--- Supplied material Enclosed Below ---
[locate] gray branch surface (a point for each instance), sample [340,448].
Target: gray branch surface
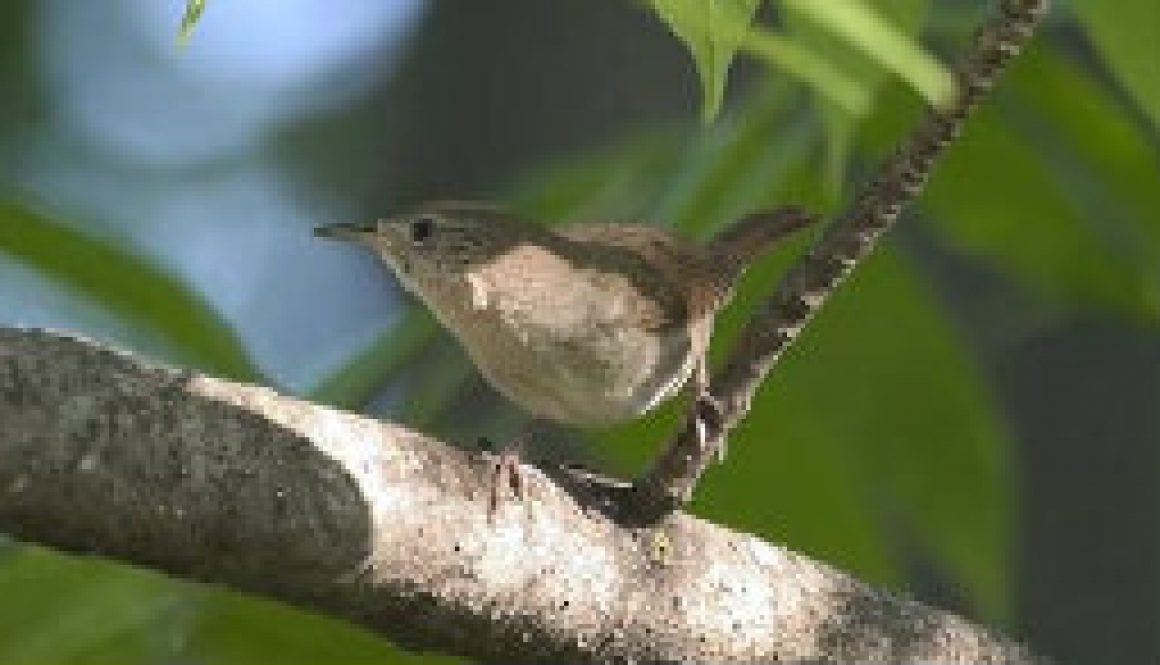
[234,484]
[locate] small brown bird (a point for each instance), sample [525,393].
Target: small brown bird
[591,324]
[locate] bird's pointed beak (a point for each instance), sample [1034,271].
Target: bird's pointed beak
[345,231]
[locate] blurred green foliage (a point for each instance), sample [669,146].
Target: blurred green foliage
[877,436]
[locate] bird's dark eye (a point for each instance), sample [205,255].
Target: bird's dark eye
[421,230]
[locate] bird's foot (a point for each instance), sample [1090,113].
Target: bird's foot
[709,416]
[507,481]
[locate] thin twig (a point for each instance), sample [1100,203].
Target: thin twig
[367,521]
[671,482]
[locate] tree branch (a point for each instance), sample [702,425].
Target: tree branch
[805,288]
[234,484]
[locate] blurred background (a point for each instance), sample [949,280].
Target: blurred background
[973,420]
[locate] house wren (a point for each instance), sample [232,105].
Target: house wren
[591,324]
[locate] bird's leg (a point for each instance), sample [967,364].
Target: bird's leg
[708,412]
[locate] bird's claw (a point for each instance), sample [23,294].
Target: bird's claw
[508,479]
[709,417]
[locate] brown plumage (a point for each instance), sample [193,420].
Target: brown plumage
[589,324]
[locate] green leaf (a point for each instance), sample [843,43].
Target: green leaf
[1125,37]
[876,418]
[239,629]
[193,13]
[129,286]
[805,64]
[882,41]
[712,30]
[1059,190]
[371,368]
[69,609]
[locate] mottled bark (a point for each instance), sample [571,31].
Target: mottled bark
[233,484]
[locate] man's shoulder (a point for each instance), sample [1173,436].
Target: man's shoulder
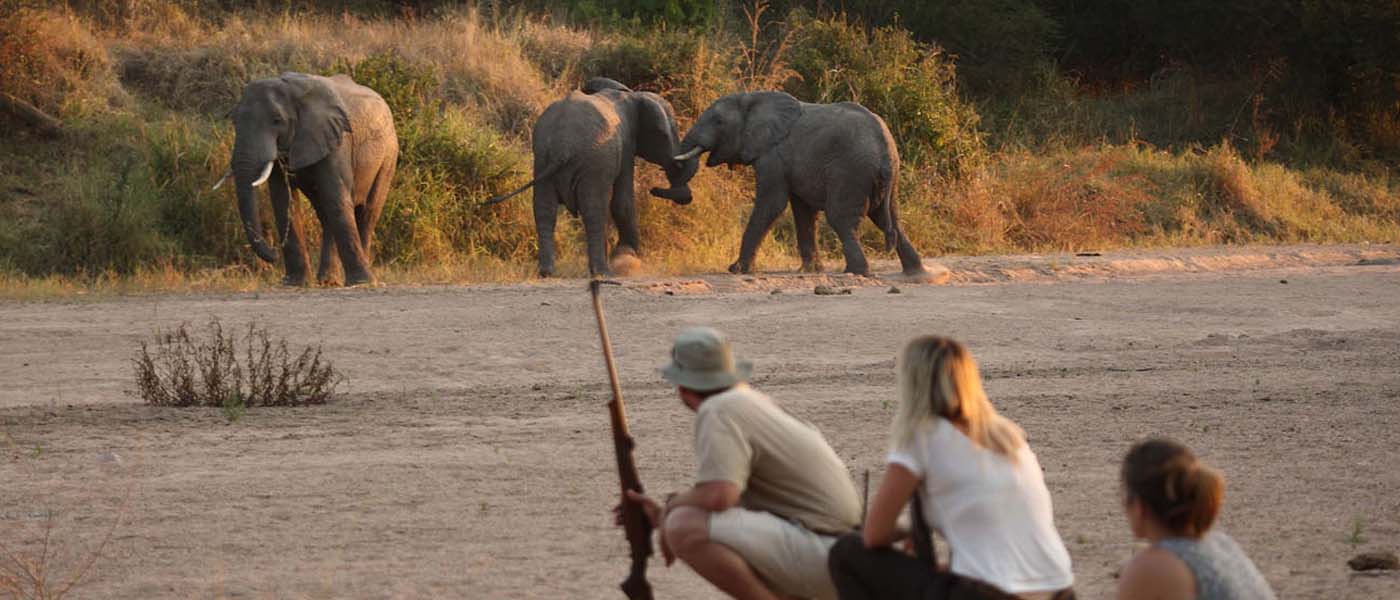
--- End of Enclosed Supplied material ---
| Required work |
From the line holding "Target: brown plumage" to the final line of the data above, give each line again exactly, both ends included, and drop the pictures.

| Exercise answer |
Target: brown plumage
[589,324]
[locate] green leaf (a point for each instance), sample [843,43].
Target: green leaf
[1125,37]
[876,418]
[239,629]
[193,13]
[129,286]
[805,64]
[882,41]
[712,30]
[1059,190]
[371,368]
[69,609]
[locate] mottled bark (a point for each instance), sample [571,31].
Target: mottled bark
[233,484]
[locate] man's shoulder (a point for each instance), sample [1173,436].
Target: man's shoulder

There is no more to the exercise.